• _The problem_
The lines to be extracted begin at the line containing "Where can the rear door window" and end at the last line of the data below; copy them exactly and leave out the pictures.

• _Data to process_
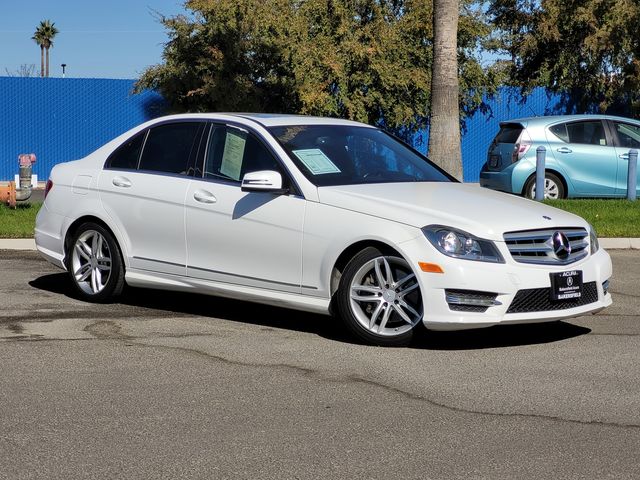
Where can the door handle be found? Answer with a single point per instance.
(121, 182)
(203, 196)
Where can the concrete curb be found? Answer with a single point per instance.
(607, 243)
(620, 243)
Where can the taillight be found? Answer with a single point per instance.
(519, 149)
(48, 188)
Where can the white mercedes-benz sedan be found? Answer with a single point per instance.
(316, 214)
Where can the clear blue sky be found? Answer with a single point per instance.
(97, 39)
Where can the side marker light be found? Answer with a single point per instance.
(430, 267)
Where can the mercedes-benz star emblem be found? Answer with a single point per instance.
(561, 245)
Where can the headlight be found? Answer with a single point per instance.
(593, 240)
(459, 244)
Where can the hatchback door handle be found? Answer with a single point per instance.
(203, 196)
(121, 182)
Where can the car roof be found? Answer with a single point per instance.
(267, 119)
(549, 119)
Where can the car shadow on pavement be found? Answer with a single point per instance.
(142, 302)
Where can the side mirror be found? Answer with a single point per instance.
(268, 181)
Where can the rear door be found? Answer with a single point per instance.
(627, 136)
(585, 151)
(143, 188)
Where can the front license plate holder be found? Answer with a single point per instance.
(566, 285)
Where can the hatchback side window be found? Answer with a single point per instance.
(560, 131)
(590, 132)
(169, 147)
(126, 156)
(233, 152)
(628, 135)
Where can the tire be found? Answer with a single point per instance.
(94, 263)
(379, 299)
(553, 187)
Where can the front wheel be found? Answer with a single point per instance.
(379, 299)
(553, 187)
(95, 264)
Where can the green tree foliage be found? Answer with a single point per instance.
(367, 60)
(590, 48)
(44, 36)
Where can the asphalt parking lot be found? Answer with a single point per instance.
(167, 385)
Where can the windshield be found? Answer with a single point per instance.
(345, 155)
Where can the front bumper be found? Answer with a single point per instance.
(504, 280)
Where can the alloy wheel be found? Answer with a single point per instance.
(385, 296)
(91, 262)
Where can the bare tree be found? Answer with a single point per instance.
(444, 130)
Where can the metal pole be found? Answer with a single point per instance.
(540, 156)
(631, 175)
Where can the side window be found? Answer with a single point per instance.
(232, 152)
(589, 132)
(169, 147)
(628, 135)
(560, 131)
(126, 155)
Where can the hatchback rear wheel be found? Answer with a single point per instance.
(553, 187)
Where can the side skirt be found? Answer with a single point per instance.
(137, 278)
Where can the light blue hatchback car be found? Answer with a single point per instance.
(586, 156)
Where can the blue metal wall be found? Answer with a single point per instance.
(61, 119)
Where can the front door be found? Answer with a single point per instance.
(251, 239)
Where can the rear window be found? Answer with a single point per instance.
(509, 133)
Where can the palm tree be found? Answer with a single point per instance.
(444, 127)
(43, 36)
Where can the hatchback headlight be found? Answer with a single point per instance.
(593, 240)
(459, 244)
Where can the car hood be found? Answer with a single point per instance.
(479, 211)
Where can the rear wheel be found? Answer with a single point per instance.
(379, 299)
(553, 187)
(95, 264)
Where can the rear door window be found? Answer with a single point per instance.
(628, 135)
(233, 152)
(560, 131)
(590, 132)
(169, 147)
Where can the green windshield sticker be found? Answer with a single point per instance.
(316, 161)
(232, 155)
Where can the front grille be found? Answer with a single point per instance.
(536, 246)
(539, 300)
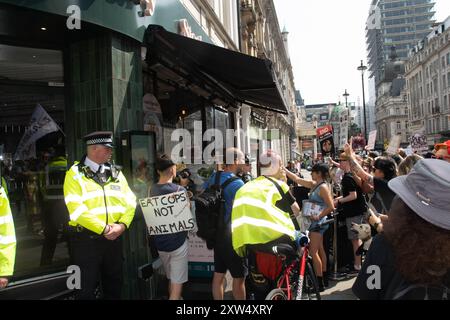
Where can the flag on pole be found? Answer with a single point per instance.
(41, 124)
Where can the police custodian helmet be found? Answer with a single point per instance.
(104, 138)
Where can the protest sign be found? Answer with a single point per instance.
(419, 143)
(394, 145)
(326, 141)
(168, 214)
(372, 140)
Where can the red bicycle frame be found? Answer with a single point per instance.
(284, 283)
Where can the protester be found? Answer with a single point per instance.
(442, 151)
(293, 169)
(246, 171)
(172, 248)
(353, 208)
(385, 170)
(225, 258)
(412, 253)
(321, 195)
(408, 164)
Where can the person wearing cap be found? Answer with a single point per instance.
(412, 254)
(172, 248)
(246, 171)
(385, 169)
(184, 179)
(442, 151)
(320, 195)
(7, 239)
(225, 258)
(101, 207)
(353, 208)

• _Exercise result_
Where can the rear door window be found? Answer with a single point per instance.
(628, 135)
(233, 152)
(560, 131)
(590, 132)
(169, 147)
Where can the green windshield sticker be found? Answer with a single point per instance.
(316, 161)
(232, 155)
Where can the front grille be found? Answer with a single point per instance.
(536, 246)
(539, 300)
Where can the flag on pole be found? Answer with a single point per instance.
(41, 124)
Where can the police custodian helmet be found? Answer with a single point per instance.
(104, 138)
Where can the protest sign be found? Answer with a single point per instance.
(419, 143)
(394, 145)
(326, 141)
(168, 214)
(372, 140)
Where can the red bicycle frame be found? Answer with a single point per instance.
(284, 283)
Where can the protester be found? Answer with a single point per instance.
(442, 151)
(293, 169)
(246, 171)
(172, 248)
(353, 208)
(385, 170)
(225, 258)
(412, 253)
(321, 195)
(408, 164)
Where can the person wearing cap be found? Answer with a single point per instance.
(412, 254)
(172, 248)
(246, 171)
(385, 169)
(184, 179)
(442, 151)
(320, 195)
(7, 239)
(225, 258)
(101, 207)
(353, 208)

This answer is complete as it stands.